Print exactly the lines from the line with "the woman's hand" to the last line of the data, please, both included.

** START Provided entries **

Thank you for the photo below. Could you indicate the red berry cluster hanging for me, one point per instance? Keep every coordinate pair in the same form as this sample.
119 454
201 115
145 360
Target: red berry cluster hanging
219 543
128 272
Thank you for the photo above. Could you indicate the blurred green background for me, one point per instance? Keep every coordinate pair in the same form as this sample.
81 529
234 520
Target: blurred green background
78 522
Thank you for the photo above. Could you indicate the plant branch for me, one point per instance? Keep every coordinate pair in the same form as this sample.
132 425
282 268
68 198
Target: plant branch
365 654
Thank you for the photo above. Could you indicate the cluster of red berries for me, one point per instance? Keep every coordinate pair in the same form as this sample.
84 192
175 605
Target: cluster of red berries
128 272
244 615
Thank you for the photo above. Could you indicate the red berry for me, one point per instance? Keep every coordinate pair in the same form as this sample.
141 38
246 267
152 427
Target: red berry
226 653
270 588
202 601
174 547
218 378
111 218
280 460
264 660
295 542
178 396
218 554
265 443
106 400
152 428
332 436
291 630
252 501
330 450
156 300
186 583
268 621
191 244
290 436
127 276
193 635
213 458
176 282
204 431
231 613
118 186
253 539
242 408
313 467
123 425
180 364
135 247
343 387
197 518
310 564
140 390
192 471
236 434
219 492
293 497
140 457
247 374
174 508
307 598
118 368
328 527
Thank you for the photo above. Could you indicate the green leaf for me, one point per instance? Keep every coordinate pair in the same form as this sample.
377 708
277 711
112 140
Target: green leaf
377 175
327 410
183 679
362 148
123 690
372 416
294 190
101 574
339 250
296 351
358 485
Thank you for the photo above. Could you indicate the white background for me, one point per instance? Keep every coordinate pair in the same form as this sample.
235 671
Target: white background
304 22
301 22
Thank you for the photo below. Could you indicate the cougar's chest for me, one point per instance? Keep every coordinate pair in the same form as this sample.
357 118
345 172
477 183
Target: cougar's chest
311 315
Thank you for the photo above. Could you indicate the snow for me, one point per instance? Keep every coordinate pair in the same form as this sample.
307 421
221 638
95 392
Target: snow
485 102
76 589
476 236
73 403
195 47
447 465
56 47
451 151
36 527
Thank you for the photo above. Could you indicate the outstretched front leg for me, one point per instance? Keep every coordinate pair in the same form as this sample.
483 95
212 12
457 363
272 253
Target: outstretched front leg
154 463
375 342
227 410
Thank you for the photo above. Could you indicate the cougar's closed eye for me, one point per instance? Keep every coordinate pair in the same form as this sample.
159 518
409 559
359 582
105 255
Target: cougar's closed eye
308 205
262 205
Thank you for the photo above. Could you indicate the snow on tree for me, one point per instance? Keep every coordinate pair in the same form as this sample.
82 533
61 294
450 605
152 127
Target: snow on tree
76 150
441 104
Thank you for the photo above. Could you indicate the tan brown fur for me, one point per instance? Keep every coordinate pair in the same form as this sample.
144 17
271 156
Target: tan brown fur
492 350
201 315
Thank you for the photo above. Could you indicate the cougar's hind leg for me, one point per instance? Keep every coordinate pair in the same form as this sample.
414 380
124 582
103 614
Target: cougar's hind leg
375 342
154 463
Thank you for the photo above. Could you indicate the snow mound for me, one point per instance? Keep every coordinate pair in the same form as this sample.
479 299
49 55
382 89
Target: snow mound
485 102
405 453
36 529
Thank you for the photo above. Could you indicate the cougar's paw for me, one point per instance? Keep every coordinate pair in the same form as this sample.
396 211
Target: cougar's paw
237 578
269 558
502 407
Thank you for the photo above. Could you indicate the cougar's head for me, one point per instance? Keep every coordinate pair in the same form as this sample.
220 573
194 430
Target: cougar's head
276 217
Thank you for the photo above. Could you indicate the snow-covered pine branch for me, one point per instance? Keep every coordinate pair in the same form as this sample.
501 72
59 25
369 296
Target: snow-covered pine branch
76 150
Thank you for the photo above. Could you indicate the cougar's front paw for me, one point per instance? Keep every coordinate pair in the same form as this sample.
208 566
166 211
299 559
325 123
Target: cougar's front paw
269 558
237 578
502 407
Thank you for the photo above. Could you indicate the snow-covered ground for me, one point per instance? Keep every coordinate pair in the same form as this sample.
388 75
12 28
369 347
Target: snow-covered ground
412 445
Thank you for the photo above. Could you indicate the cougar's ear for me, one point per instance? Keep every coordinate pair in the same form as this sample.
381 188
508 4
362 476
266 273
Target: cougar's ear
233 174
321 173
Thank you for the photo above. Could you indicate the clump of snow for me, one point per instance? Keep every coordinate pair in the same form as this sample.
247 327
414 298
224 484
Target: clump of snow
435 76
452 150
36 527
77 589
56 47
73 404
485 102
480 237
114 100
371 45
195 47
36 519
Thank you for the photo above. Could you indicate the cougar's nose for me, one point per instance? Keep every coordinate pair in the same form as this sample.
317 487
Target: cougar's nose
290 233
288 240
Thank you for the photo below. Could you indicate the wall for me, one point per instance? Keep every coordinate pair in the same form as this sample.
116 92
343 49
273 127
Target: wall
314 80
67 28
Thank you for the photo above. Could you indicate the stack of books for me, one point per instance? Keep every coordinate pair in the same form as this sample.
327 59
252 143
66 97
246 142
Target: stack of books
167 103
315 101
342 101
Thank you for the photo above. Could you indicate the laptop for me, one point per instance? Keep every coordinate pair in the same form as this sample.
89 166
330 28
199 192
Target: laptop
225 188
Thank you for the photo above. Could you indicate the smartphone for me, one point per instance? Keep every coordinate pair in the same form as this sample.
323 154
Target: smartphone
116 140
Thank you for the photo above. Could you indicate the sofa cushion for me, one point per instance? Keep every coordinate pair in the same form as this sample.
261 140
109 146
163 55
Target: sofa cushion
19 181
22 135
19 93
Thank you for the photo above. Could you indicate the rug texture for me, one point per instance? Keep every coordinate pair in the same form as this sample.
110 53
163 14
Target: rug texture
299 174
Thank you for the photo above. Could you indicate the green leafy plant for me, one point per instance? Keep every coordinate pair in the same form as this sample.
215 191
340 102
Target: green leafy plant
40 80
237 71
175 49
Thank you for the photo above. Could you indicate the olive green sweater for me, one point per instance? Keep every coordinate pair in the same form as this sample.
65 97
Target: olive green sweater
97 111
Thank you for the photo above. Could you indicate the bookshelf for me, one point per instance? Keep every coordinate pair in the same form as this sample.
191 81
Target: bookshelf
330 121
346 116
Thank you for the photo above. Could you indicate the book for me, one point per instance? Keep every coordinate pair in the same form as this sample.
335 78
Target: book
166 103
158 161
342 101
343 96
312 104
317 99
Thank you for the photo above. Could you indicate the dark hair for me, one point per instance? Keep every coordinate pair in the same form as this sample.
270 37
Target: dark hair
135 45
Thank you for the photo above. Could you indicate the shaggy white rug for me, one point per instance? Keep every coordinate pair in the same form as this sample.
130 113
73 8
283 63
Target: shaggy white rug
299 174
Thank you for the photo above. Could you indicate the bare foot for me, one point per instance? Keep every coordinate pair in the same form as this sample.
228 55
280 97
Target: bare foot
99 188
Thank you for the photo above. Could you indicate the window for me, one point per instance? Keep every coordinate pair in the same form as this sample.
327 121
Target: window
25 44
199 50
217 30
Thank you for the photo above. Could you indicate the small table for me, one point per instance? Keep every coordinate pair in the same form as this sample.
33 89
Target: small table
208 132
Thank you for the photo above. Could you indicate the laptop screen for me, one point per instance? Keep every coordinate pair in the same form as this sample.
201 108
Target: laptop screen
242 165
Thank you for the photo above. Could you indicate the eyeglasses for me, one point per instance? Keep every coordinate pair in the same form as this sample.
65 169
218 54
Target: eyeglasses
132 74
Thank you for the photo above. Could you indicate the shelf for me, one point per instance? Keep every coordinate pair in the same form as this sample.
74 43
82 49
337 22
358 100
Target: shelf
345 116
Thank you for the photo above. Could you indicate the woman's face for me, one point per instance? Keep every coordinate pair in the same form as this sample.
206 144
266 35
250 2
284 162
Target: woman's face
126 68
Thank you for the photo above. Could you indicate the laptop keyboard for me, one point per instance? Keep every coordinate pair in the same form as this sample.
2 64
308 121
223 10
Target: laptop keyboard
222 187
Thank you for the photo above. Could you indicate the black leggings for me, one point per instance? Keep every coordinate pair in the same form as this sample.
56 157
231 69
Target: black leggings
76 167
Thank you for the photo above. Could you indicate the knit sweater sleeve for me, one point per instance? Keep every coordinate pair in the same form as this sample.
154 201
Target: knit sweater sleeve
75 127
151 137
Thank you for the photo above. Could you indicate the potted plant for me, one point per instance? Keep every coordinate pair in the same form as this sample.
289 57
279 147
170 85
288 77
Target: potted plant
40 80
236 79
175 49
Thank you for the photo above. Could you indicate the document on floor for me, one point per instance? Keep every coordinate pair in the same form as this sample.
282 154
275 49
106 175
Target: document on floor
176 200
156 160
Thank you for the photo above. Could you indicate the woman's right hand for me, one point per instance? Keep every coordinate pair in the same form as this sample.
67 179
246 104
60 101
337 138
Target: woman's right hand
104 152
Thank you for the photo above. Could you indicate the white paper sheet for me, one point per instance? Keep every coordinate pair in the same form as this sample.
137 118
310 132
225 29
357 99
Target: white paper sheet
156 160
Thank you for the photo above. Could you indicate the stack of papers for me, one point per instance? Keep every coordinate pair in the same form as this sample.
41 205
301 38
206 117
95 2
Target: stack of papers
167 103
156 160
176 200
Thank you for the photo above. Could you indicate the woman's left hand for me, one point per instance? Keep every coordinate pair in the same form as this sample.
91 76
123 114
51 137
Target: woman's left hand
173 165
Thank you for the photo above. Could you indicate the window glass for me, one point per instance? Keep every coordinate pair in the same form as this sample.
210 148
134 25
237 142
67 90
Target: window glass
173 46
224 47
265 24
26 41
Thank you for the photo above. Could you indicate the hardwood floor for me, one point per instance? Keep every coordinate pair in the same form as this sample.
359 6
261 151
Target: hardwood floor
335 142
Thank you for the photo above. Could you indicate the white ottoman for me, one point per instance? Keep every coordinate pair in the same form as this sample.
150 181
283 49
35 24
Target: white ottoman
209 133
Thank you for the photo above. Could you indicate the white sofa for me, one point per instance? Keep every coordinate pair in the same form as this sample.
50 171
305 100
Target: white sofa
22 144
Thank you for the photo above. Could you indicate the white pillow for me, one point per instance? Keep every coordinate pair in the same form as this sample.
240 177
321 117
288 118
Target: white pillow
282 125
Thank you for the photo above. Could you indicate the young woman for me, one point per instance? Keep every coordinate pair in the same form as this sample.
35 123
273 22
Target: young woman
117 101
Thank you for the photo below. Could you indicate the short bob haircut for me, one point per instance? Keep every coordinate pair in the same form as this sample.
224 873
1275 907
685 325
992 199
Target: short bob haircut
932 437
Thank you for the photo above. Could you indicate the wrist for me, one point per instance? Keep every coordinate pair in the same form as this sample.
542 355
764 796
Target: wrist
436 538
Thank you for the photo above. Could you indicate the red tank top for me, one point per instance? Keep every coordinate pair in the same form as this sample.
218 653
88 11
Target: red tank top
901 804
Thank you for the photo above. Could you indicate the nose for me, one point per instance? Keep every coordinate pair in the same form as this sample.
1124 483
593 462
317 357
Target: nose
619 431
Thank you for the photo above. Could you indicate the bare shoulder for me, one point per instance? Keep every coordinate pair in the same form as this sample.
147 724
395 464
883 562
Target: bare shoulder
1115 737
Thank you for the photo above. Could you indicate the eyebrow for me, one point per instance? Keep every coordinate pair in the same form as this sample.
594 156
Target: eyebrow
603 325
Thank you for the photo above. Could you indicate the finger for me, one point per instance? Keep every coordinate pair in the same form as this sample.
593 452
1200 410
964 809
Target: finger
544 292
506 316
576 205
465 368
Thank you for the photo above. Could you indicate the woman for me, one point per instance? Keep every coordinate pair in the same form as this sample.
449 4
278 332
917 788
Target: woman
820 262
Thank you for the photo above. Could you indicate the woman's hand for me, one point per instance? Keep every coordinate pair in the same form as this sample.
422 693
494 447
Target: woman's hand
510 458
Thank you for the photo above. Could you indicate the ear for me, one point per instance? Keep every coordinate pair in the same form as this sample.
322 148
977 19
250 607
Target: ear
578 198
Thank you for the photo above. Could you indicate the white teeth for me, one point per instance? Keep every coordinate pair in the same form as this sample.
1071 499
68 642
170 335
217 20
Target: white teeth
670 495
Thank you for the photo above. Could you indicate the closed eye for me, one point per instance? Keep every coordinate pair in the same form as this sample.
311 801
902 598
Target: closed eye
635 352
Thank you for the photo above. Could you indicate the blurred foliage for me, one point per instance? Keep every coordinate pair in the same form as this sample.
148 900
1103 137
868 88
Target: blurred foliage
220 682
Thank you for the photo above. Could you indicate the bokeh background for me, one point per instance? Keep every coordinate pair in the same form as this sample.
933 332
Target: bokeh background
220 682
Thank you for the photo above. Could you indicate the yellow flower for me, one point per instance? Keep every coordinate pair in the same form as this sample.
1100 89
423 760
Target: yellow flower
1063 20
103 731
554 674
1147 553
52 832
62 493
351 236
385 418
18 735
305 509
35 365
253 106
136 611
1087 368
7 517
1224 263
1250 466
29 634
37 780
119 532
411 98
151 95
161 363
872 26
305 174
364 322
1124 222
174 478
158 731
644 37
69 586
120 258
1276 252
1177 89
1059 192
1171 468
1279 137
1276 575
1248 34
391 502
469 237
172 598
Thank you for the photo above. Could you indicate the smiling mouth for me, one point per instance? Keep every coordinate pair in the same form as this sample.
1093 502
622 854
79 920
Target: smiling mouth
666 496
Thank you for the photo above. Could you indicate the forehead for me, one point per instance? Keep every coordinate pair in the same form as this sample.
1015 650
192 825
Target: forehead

** END Provided entries **

• Task output
Thank you for the photo above. Could you indicate the woman's hand for me, one point per instance? Keep every coordinate pair in the same form as this sample.
422 693
494 447
Target: woman's hand
510 458
Thank you for the photo above. Could you indicate the ear for me, one point per instance? Keep every coordinate pair in the same form as this sample.
322 148
977 19
250 607
Target: ear
578 198
Thank you for the photo above. Could you indicate the white teeth for me, one point per instance? Keep every coordinate pair in the same form as this sample.
1071 499
68 642
170 335
217 20
Target: white teeth
670 495
Thank you for the photo above. Could you indicate the closed eye for me, one point per instance? Keep every coordinate pair in the same form as this sample.
311 801
902 598
Target: closed eye
635 352
Thank you for the photo above. Could you indicate the blurred foliage for me, one point per instance? Keep every coordinate pair in the same form as this sample.
148 900
1103 137
868 88
Target: blurred foliage
220 682
Thank you for the photo above. Could you indicate the bokeh background for me, one point per instance? Keep every coordinate pair in the same form as this sample.
933 332
Target: bokeh background
220 682
Thank you for the photo above. Could you indicate the yellow flower for me, one point per instance? Keep every coordinate pair in the same form as this sample.
1100 89
423 760
Target: yellow flower
1063 20
103 731
554 674
1147 553
52 832
62 493
351 236
385 418
18 735
305 509
35 365
253 106
136 611
1087 368
7 517
1224 263
1250 466
29 634
37 780
119 532
411 98
151 95
161 363
872 26
305 174
364 322
1124 222
174 478
158 731
644 37
69 586
120 258
1276 252
1177 89
1059 192
1171 468
1279 137
1276 575
1248 34
391 502
469 237
172 598
Thank you for the photo above. Could you indicate the smiling mouth for me, one point per instance? Keep every coordinate pair in the same form as this sample.
1093 502
622 854
79 920
Target: smiling mouth
666 496
Thank you for the photo above. Could you indicate the forehead for me, one point per instance? Keep every coordinate pair in the same form as this sample.
1015 650
192 825
Target: forehead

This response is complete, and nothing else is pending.